RECORD EXCERPTS –
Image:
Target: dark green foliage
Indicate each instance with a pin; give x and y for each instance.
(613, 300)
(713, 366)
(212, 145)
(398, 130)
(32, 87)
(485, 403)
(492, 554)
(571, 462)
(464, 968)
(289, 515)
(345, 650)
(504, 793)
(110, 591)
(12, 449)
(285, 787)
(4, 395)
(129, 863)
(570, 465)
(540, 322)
--
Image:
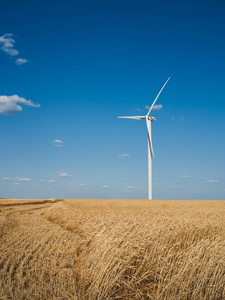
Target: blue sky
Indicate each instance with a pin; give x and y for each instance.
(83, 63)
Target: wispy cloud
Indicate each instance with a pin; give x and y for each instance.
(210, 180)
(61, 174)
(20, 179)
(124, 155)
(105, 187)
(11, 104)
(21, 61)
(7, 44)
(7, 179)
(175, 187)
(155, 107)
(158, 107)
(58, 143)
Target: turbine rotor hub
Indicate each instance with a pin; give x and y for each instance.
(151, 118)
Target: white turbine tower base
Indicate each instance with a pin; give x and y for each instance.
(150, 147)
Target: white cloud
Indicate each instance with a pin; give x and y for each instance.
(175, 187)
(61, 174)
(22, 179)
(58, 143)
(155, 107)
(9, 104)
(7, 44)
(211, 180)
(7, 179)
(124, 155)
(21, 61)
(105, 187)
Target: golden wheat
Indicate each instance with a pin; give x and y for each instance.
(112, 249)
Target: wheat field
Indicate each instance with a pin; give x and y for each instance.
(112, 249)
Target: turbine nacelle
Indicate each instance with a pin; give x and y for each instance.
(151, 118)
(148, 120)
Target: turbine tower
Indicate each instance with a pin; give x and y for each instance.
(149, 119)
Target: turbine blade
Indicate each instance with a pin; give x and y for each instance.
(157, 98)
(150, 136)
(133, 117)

EXERCISE REQUIREMENTS – Pick out every line of the listing above that contains the word "white", and copy each of those lines.

RESPONSE BELOW –
Target: white turbine tower base
Target: white cloud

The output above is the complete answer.